>> BEGIN
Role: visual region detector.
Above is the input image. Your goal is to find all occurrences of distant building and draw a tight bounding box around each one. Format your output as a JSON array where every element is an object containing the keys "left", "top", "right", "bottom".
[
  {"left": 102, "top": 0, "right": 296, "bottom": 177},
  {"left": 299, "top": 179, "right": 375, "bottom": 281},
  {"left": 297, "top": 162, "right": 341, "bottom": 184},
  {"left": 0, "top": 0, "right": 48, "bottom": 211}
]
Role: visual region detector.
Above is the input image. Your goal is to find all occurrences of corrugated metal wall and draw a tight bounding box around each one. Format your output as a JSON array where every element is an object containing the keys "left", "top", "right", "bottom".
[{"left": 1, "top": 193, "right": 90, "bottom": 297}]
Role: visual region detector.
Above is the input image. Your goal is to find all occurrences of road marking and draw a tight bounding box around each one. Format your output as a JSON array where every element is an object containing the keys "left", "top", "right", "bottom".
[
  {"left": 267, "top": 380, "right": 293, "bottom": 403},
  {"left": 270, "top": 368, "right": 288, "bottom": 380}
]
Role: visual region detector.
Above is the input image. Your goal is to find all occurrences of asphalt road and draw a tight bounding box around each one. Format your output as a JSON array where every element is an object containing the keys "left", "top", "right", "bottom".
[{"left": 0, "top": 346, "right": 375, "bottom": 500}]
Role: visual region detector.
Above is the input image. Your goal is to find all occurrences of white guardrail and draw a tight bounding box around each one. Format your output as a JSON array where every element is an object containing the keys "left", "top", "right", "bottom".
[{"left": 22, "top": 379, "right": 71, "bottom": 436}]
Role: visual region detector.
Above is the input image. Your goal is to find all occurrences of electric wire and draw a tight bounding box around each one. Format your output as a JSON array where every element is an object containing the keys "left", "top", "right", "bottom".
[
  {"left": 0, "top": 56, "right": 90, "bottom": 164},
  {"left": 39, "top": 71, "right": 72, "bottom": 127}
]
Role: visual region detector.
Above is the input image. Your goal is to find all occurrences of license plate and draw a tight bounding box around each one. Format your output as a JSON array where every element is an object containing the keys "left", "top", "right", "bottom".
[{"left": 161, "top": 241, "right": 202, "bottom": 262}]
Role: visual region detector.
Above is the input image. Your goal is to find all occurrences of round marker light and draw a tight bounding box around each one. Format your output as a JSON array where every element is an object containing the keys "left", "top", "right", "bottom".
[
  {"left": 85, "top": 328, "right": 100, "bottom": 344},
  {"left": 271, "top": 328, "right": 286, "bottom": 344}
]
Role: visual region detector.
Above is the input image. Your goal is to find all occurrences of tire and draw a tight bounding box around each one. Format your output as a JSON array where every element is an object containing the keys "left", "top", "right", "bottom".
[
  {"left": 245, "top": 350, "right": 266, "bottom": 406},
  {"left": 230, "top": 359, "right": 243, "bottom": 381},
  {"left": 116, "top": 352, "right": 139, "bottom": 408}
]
>> END
→ INSTRUCTIONS FOR THE TASK: Select each line of the lines above that contains the string "road", and copy it. Case counts.

→ TASK RESULT:
Above is the input image. Your goal is to find all occurrences of road marking and draw a tight bounding box around each one. Format your output as a JSON array where every element is an object containing the keys "left", "top", "right", "bottom".
Above is the input image. Your goal is to find all occurrences of asphalt road and draw a tight bounding box around each one. Format your output as a JSON array where every element is an object containing the keys "left", "top", "right", "bottom".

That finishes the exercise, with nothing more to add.